A set of data
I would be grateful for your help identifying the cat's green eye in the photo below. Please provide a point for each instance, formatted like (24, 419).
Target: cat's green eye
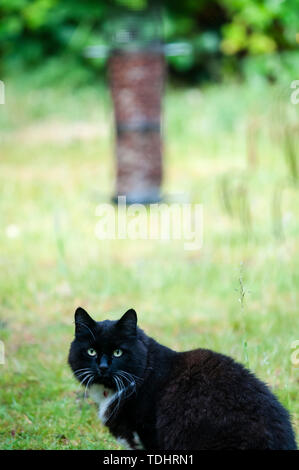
(117, 352)
(91, 352)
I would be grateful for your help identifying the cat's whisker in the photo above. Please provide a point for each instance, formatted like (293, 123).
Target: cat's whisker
(79, 370)
(81, 383)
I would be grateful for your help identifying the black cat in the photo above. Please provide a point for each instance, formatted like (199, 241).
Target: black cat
(151, 397)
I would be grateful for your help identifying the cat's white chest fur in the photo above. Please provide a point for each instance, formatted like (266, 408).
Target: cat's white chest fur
(103, 397)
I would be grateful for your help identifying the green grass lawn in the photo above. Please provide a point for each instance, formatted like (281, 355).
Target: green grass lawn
(230, 148)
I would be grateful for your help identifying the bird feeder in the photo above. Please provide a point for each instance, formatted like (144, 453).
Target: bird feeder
(136, 75)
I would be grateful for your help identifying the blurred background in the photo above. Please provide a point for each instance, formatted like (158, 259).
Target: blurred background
(227, 120)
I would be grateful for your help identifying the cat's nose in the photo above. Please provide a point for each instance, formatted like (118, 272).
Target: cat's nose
(103, 365)
(103, 369)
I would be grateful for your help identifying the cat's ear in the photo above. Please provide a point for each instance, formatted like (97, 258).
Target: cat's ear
(83, 322)
(128, 322)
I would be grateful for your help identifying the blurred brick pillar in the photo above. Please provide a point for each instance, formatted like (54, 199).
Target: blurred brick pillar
(136, 81)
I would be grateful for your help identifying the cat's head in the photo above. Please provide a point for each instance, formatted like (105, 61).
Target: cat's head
(108, 352)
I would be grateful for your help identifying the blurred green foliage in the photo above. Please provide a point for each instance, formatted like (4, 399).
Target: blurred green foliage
(228, 37)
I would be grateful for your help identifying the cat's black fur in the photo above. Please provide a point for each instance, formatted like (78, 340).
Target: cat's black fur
(177, 400)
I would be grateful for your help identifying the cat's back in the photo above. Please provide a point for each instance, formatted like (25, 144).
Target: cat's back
(213, 402)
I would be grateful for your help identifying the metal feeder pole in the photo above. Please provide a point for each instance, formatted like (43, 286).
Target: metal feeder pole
(136, 82)
(136, 75)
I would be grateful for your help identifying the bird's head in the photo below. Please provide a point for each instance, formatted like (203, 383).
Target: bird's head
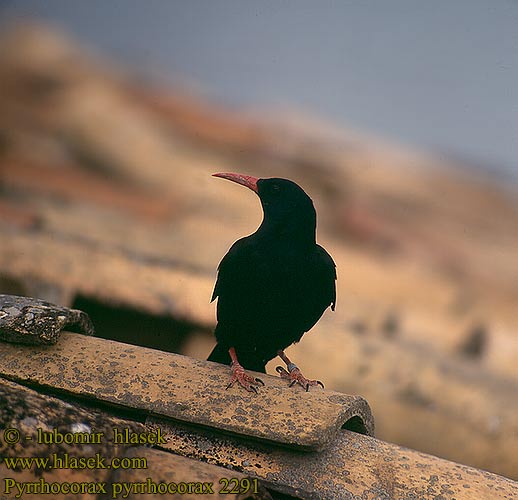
(285, 204)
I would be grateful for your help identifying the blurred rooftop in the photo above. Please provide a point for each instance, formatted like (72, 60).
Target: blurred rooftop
(107, 205)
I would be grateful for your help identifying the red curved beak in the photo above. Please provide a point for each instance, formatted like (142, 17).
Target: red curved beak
(245, 180)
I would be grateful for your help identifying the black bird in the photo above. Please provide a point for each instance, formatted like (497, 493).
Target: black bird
(273, 285)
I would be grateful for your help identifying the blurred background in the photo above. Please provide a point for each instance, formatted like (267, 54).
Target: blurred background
(399, 119)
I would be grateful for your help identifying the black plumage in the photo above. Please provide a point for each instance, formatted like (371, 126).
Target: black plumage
(273, 285)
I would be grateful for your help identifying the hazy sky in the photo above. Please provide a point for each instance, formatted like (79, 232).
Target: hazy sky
(439, 74)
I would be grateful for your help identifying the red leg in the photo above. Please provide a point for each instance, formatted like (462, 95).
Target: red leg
(238, 374)
(294, 374)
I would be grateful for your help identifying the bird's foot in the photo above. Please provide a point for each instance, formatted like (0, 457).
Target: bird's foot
(238, 374)
(295, 376)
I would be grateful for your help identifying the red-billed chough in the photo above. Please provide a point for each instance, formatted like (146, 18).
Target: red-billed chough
(273, 285)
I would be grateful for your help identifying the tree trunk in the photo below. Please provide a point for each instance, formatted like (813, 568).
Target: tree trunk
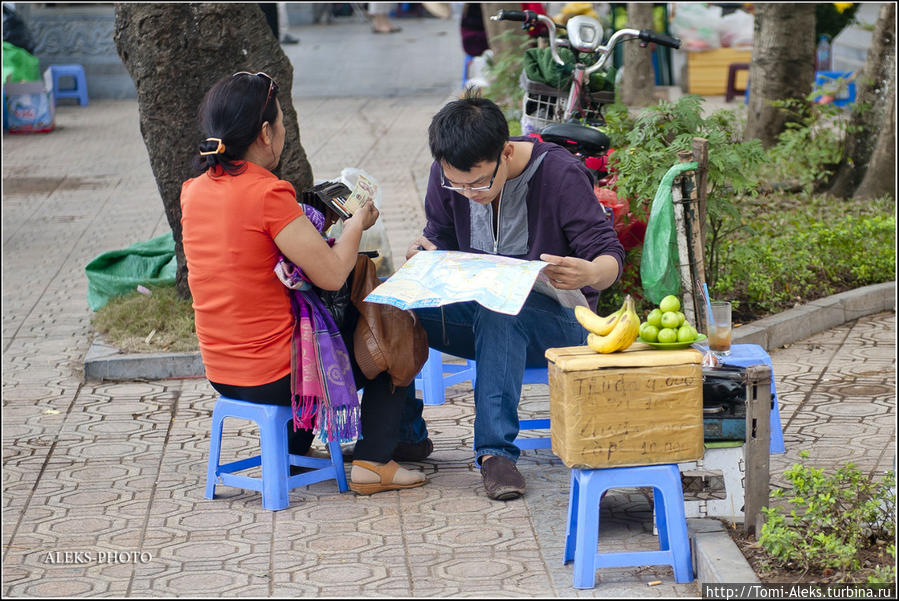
(174, 52)
(874, 107)
(782, 67)
(638, 82)
(495, 29)
(880, 174)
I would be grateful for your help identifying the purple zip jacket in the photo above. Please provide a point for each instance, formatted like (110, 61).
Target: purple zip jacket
(551, 208)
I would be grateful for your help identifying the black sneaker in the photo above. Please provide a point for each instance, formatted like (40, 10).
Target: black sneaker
(502, 480)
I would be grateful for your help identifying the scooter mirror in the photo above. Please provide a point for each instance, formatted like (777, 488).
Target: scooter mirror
(584, 33)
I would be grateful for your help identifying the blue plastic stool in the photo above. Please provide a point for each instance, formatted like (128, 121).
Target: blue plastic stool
(77, 73)
(276, 481)
(581, 538)
(432, 381)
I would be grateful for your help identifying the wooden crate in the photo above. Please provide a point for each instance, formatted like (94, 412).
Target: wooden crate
(707, 71)
(638, 407)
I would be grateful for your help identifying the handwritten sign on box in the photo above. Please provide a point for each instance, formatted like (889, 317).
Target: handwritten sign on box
(641, 407)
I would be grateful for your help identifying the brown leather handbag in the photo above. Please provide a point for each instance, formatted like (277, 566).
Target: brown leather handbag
(386, 338)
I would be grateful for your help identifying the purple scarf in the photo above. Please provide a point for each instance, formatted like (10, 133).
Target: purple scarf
(323, 392)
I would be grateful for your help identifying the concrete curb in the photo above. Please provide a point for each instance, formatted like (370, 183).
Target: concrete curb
(716, 557)
(103, 361)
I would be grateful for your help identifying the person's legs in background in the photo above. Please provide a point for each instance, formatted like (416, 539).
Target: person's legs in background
(283, 24)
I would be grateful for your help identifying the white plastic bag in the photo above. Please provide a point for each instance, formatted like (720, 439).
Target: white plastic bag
(375, 237)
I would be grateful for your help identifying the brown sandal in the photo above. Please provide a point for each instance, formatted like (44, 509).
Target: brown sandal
(385, 473)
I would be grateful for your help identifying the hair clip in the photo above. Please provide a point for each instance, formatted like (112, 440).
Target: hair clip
(220, 149)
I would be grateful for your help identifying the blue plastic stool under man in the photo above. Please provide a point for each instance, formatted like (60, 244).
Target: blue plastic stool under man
(432, 382)
(582, 534)
(276, 481)
(76, 72)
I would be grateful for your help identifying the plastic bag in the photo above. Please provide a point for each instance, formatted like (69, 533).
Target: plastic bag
(117, 272)
(19, 64)
(29, 108)
(659, 265)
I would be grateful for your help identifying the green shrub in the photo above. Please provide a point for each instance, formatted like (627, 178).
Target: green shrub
(792, 257)
(831, 518)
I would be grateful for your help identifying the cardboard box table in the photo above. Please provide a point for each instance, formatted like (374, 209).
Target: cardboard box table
(637, 407)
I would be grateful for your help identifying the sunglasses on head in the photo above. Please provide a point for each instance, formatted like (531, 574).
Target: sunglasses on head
(272, 88)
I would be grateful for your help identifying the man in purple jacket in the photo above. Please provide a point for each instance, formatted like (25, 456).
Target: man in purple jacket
(518, 198)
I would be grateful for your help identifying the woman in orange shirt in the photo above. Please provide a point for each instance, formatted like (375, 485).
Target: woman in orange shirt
(239, 221)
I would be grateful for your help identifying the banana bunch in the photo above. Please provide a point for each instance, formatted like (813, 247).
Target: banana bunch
(612, 333)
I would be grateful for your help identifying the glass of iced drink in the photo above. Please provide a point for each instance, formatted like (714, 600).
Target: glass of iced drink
(720, 328)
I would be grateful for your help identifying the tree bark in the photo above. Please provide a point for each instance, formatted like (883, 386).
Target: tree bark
(174, 52)
(873, 120)
(880, 174)
(638, 82)
(782, 67)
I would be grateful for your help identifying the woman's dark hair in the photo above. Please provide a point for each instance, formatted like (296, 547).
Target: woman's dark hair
(233, 111)
(468, 131)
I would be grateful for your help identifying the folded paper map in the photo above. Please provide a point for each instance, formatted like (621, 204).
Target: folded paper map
(440, 277)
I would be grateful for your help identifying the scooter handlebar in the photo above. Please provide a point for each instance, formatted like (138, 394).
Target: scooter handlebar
(647, 35)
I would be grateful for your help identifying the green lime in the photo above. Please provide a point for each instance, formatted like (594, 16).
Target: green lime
(669, 303)
(649, 332)
(667, 335)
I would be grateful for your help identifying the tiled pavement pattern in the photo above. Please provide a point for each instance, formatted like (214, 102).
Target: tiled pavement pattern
(119, 468)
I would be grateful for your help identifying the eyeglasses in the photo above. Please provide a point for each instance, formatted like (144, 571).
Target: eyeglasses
(468, 187)
(272, 88)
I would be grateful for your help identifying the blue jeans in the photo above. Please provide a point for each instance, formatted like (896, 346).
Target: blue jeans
(503, 345)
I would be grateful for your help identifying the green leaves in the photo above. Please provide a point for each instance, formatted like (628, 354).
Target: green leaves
(831, 518)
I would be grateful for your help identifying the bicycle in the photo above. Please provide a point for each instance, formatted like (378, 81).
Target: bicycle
(572, 119)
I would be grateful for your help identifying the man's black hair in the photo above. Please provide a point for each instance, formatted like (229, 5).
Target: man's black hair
(468, 131)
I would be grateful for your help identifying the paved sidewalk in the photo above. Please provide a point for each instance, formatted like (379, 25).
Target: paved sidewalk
(118, 468)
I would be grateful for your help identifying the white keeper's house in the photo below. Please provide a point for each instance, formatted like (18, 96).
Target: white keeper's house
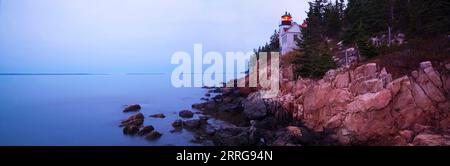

**Direction:** Rewrite everything from the line containing "I would be grateful for your help identifying the man's" down to the end of the items, with "paved sidewalk" swapped for "concrete sidewalk" and nothing else changed. Omit the pictures.

**Answer to the problem:**
I would be grateful for your help identifying the man's black hair in the photo above. Please provide a point for each instance, formatted like (229, 5).
Target: man's black hair
(468, 131)
I would be grateful for your help identifying the concrete sidewalk in the photo above. Please provide a point for each instance, formatted like (379, 25).
Target: concrete sidewalk
(118, 468)
I would be grateful for your help identifying the white keeper's house in the photo below. Please provide a point for each instance, formatted like (18, 96).
Target: white keeper's house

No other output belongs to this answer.